→ Provided records
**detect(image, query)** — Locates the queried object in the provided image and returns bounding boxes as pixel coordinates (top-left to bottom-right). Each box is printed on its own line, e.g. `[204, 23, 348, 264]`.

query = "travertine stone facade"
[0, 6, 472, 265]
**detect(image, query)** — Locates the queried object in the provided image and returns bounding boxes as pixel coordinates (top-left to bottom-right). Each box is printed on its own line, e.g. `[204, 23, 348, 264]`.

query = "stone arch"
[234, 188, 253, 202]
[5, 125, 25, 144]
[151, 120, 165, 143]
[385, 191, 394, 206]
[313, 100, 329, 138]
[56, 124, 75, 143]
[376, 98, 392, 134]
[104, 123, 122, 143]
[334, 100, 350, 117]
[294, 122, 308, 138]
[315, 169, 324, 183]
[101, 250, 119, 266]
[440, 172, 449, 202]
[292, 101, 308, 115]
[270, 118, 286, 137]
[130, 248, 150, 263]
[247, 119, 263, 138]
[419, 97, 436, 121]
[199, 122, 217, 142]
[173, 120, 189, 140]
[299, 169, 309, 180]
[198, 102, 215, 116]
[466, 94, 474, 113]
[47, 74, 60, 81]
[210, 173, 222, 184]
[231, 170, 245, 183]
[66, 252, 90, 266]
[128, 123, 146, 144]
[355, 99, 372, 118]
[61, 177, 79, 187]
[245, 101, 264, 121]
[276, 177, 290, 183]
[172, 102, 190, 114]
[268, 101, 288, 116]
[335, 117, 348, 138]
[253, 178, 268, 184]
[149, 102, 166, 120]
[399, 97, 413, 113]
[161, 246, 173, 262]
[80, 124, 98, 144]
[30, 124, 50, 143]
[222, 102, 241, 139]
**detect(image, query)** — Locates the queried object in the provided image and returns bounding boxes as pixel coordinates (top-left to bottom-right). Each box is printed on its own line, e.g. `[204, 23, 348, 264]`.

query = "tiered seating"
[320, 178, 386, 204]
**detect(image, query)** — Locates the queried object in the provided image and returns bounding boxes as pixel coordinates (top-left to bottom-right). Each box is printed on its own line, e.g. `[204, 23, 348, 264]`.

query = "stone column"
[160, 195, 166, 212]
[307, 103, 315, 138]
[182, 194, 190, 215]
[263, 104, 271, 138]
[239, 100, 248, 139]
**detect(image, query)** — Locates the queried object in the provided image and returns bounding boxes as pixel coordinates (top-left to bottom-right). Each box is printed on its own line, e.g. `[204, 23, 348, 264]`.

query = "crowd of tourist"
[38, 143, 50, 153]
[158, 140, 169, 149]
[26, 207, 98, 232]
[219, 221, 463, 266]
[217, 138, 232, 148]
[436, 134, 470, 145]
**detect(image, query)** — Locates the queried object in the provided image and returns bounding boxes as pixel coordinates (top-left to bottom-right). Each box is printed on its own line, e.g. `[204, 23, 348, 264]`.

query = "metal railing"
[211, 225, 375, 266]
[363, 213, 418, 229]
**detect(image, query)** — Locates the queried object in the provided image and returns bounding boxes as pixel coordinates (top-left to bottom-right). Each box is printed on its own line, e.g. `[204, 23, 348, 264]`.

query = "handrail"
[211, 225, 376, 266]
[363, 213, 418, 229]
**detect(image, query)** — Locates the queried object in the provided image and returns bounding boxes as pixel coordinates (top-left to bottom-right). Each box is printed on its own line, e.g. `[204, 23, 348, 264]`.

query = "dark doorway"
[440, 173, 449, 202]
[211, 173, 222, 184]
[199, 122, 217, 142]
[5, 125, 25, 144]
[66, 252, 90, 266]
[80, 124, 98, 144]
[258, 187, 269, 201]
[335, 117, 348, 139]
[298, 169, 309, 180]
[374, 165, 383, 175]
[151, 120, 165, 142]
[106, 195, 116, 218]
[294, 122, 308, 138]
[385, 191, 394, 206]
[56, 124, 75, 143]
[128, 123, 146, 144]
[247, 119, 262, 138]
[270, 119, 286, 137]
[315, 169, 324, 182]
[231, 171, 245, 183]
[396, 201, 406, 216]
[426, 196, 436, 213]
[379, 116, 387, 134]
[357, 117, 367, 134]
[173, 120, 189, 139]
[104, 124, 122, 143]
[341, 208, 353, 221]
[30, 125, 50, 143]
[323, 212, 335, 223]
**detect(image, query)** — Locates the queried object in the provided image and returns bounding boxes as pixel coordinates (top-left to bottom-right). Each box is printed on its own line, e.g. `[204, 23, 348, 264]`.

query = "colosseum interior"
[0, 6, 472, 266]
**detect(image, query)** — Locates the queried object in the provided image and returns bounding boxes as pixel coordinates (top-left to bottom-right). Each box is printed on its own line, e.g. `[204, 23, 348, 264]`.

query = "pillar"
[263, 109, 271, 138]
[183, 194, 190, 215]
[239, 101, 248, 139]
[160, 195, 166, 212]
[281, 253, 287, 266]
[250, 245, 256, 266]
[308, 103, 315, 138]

→ Exercise objective
Copy every line of the listing, exact to the last character.

→ Response to the task
**detect(image, query)** — Locates the queried object in the provided image and returns bounding boxes as pixel coordinates (top-left to bottom-right). Each box is printed on its own line, e.g. `[204, 23, 348, 264]`.

query = "travertine stone facade"
[0, 6, 472, 265]
**detect(image, query)** — Locates the queried object in the provided image and returns bounding boxes as pixel coordinates (top-left to bottom-right). Each box is printed on its own line, e.g. `[204, 23, 348, 264]`.

query = "stone arch"
[234, 188, 253, 202]
[5, 125, 25, 144]
[151, 120, 165, 143]
[385, 191, 394, 206]
[313, 100, 329, 138]
[56, 124, 75, 143]
[376, 98, 392, 134]
[104, 123, 122, 143]
[334, 100, 350, 117]
[294, 122, 308, 138]
[315, 169, 324, 183]
[101, 250, 119, 266]
[440, 172, 449, 202]
[292, 101, 308, 115]
[270, 118, 286, 137]
[130, 248, 150, 263]
[247, 119, 263, 138]
[419, 97, 436, 121]
[199, 122, 217, 142]
[173, 120, 189, 140]
[299, 169, 309, 180]
[198, 102, 215, 116]
[466, 94, 474, 113]
[47, 74, 60, 81]
[210, 173, 222, 184]
[231, 170, 245, 183]
[66, 252, 90, 266]
[128, 123, 146, 144]
[355, 99, 372, 118]
[61, 177, 79, 187]
[245, 101, 264, 121]
[276, 177, 290, 183]
[172, 102, 190, 114]
[268, 101, 288, 116]
[335, 117, 348, 138]
[253, 178, 268, 184]
[149, 102, 166, 120]
[399, 97, 413, 113]
[161, 246, 173, 262]
[80, 124, 98, 144]
[30, 124, 50, 143]
[222, 102, 241, 139]
**detect(image, query)** — Locates the queried object in the provided image and returns bounding boxes as pixel coordinates (top-left to bottom-right). Each box is printed on its own line, e.g. `[204, 23, 348, 264]`.

query = "tiered seating"
[320, 178, 386, 204]
**detect(image, query)** — Locates the queried object in the provided image and returns bounding boxes as pixel coordinates (top-left to bottom-right). Each box is printed on its own line, e.g. `[204, 23, 348, 264]`.

query = "stone column"
[160, 195, 166, 212]
[307, 103, 315, 138]
[182, 194, 190, 215]
[263, 104, 271, 138]
[239, 100, 248, 139]
**detect(image, query)** — Locates the queried object in the provided image and returns bounding boxes as pixel coordinates (top-left to bottom-right). Each box is printed on its own line, e.g. `[204, 23, 348, 264]`.

query = "crowd of tourist"
[38, 143, 50, 153]
[158, 140, 169, 149]
[26, 207, 98, 232]
[219, 221, 463, 266]
[217, 138, 232, 148]
[436, 134, 470, 145]
**detect(image, query)** — Locates the queried object in the provided image and returns bounding boxes as pixel coordinates (top-left to bottom-right). Each box is printed on its own line, e.g. `[204, 23, 348, 264]`.

query = "metal railing"
[211, 225, 375, 266]
[363, 213, 418, 229]
**detect(image, query)** — Locates the queried object in the provided image and returns bounding boxes as pixel coordinates (top-left to bottom-right). Each box is printed on its own line, e.g. `[204, 23, 348, 264]`.

query = "handrail"
[211, 225, 376, 266]
[363, 213, 418, 229]
**detect(image, query)** — Locates the queried object in the provided image and returns bounding boxes as pixel coordinates (top-left to bottom-right). Each box is printed on its own line, e.g. `[204, 23, 348, 264]`.

query = "dark doorway"
[440, 173, 449, 202]
[211, 173, 222, 184]
[199, 122, 217, 142]
[5, 125, 25, 144]
[66, 252, 90, 266]
[80, 124, 98, 144]
[258, 187, 269, 201]
[335, 117, 348, 139]
[298, 169, 309, 180]
[374, 165, 383, 175]
[151, 120, 165, 142]
[106, 195, 116, 218]
[294, 122, 308, 138]
[385, 191, 394, 206]
[56, 124, 75, 143]
[128, 123, 146, 144]
[247, 119, 262, 138]
[270, 119, 286, 137]
[315, 169, 324, 182]
[231, 171, 245, 183]
[396, 201, 406, 216]
[426, 196, 436, 213]
[379, 116, 387, 134]
[357, 117, 367, 134]
[173, 120, 189, 139]
[104, 124, 122, 143]
[341, 208, 353, 221]
[30, 125, 50, 143]
[323, 212, 335, 223]
**detect(image, query)** — Locates the queried object in the provided image and returns bounding boxes as pixel coordinates (top-left to bottom-right). Each box is printed on its own line, e.g. `[204, 23, 348, 264]`.

query = "colosseum interior"
[0, 6, 472, 266]
**detect(image, query)** — Locates the queried object in the provided image and returns bounding boxes as pixel coordinates (top-left to bottom-right). Each box is printed on its own line, e.g. `[204, 23, 348, 264]`.

query = "pillar"
[263, 109, 271, 138]
[183, 194, 190, 215]
[239, 101, 248, 139]
[160, 195, 166, 212]
[281, 253, 287, 266]
[250, 245, 256, 266]
[308, 103, 315, 138]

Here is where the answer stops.